# Task statement
Skip every picture, and output exactly the lines starting at the one with "Task: Expected behaviour is that every instance of the goat" and running through the last line of the material below.

Part of a data file:
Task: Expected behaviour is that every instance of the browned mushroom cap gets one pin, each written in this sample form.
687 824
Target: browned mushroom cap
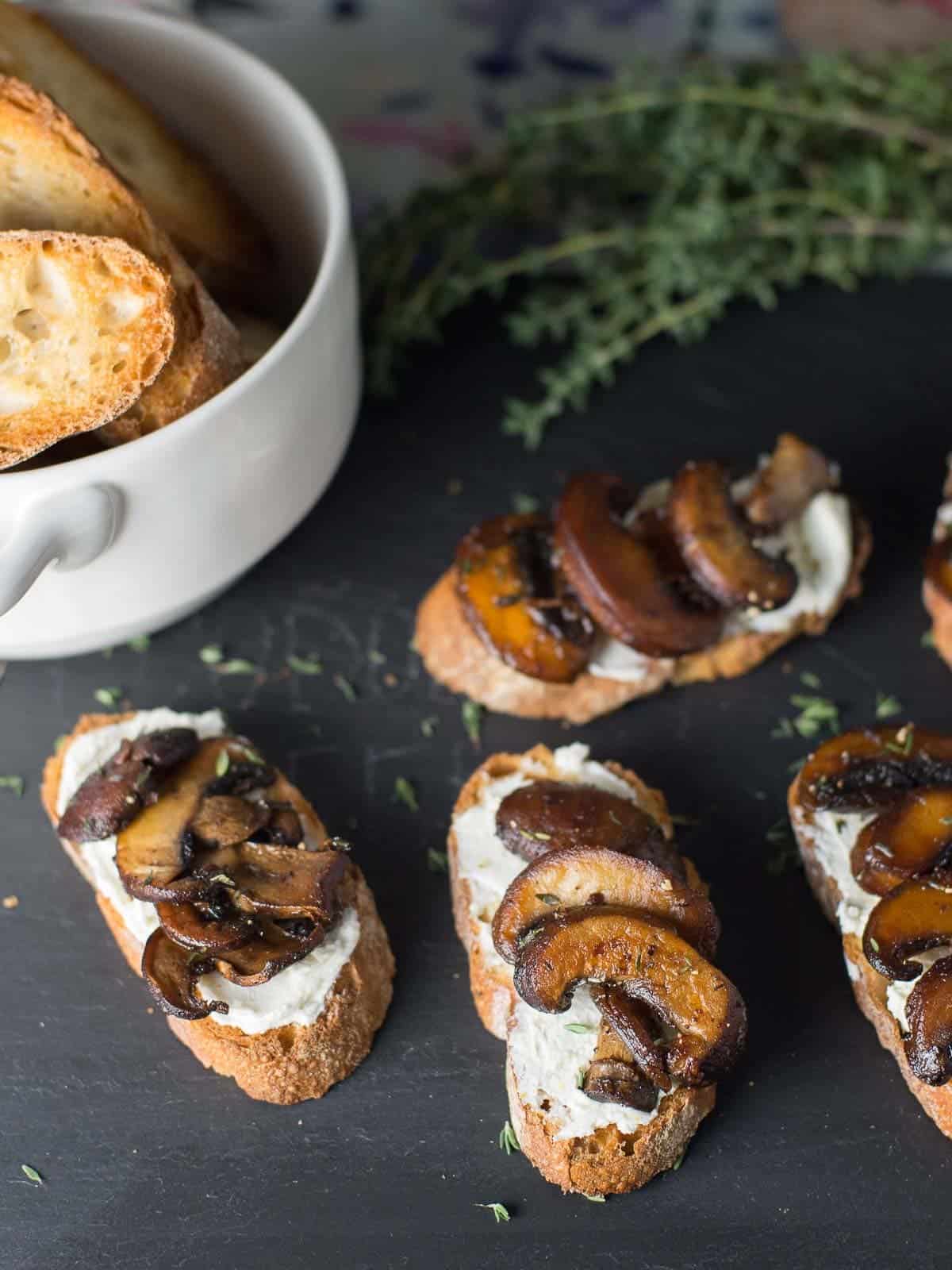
224 819
155 849
112 797
612 1080
875 768
939 564
908 840
579 876
213 925
913 918
517 602
930 1014
282 882
789 480
621 578
657 965
171 973
543 816
636 1030
276 946
715 543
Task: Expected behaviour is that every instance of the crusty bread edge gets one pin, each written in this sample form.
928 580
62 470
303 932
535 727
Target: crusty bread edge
869 986
607 1161
294 1062
455 656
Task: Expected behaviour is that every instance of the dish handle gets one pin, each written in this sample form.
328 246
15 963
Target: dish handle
69 527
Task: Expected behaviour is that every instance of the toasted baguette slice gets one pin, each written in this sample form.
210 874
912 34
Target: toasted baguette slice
86 325
606 1161
292 1062
54 178
455 656
869 988
181 190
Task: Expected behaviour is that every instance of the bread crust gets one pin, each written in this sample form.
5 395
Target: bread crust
869 986
606 1161
181 190
294 1062
73 188
79 341
455 656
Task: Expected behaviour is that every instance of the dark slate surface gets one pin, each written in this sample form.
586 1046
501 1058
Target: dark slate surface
816 1153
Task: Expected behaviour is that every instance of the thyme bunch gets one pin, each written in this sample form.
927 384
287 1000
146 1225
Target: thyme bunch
647 210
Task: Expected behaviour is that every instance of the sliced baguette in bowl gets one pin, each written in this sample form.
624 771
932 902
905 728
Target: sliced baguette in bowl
86 327
294 1060
54 178
181 190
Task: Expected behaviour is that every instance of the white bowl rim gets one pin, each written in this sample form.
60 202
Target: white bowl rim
336 244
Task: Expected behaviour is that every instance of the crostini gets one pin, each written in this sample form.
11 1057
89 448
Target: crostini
937 583
589 941
254 931
620 592
873 816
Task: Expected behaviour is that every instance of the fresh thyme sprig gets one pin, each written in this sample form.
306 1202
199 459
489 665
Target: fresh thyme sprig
649 210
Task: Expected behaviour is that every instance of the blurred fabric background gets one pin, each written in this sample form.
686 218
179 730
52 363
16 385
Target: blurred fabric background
412 88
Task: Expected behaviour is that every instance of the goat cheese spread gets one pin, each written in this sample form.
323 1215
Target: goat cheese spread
296 995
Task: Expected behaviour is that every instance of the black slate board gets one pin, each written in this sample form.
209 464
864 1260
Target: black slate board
816 1155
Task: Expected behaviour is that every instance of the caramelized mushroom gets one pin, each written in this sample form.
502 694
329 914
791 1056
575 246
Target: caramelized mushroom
875 768
543 816
657 965
579 876
715 543
930 1014
912 918
789 480
156 848
274 948
908 840
621 579
213 925
171 973
612 1080
112 797
224 819
282 882
632 1024
518 603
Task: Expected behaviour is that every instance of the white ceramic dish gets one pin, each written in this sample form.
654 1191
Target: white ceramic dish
105 548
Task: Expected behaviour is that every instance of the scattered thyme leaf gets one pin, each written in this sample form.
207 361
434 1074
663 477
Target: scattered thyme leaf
346 687
524 505
305 664
508 1142
236 666
473 721
499 1210
405 793
888 706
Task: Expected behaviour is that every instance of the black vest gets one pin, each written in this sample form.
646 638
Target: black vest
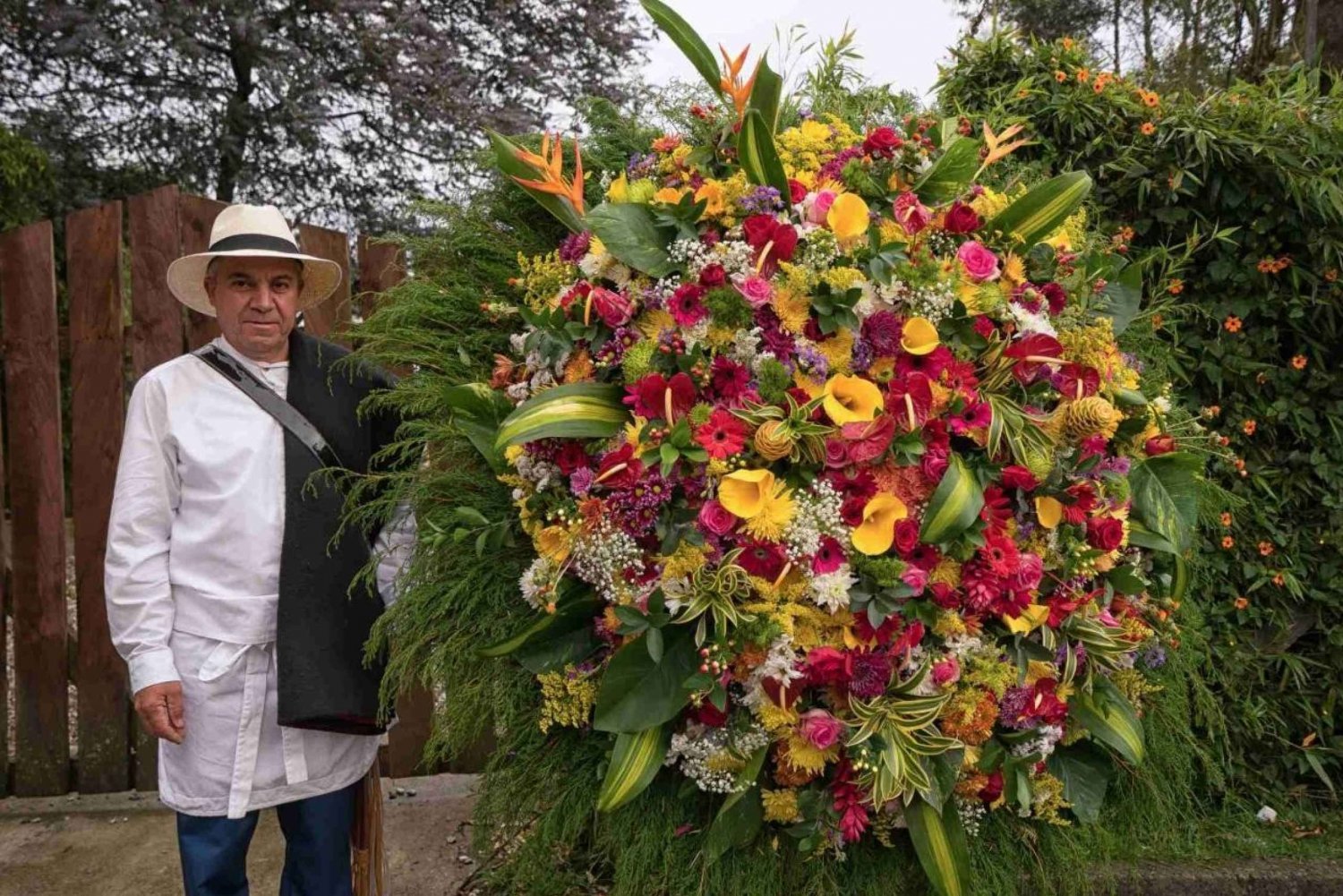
324 619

# Written response
Task: Expected behaviour is that every instance of the goat cheese spread gets one pin, each written in this sample form.
323 1215
Target: goat cheese spread
296 995
Task: Expected behaviour is that every instance of the black slate board gets one pin, each written in this sample form.
209 464
864 1260
Target: black slate board
816 1155
Task: Expected behaviour is that every instance of the caramelized mushroom gets one pin, each written in this sample form.
502 694
329 914
791 1056
575 246
Target: caramelized mushroom
875 768
543 816
657 965
579 876
715 543
930 1014
912 918
789 480
156 848
274 948
908 840
621 579
213 925
171 973
612 1080
112 797
224 819
282 882
632 1024
518 603
Task: Expected behaviour is that every instance of the white ceramic dish gets one pin, each written in this sample form.
654 1191
Target: white ceramic dish
105 548
Task: Expected behaviour is that every instance of the scattered thyme leaf gets one pin, each written in this sample form.
207 361
434 1074
663 477
Target: scattered thyme leaf
346 687
524 505
305 664
508 1142
236 666
473 721
499 1210
405 793
888 706
Task: Expected behaviour is that every instance of the black vest gets one pin, each written in this sample form.
646 638
Target: black vest
324 619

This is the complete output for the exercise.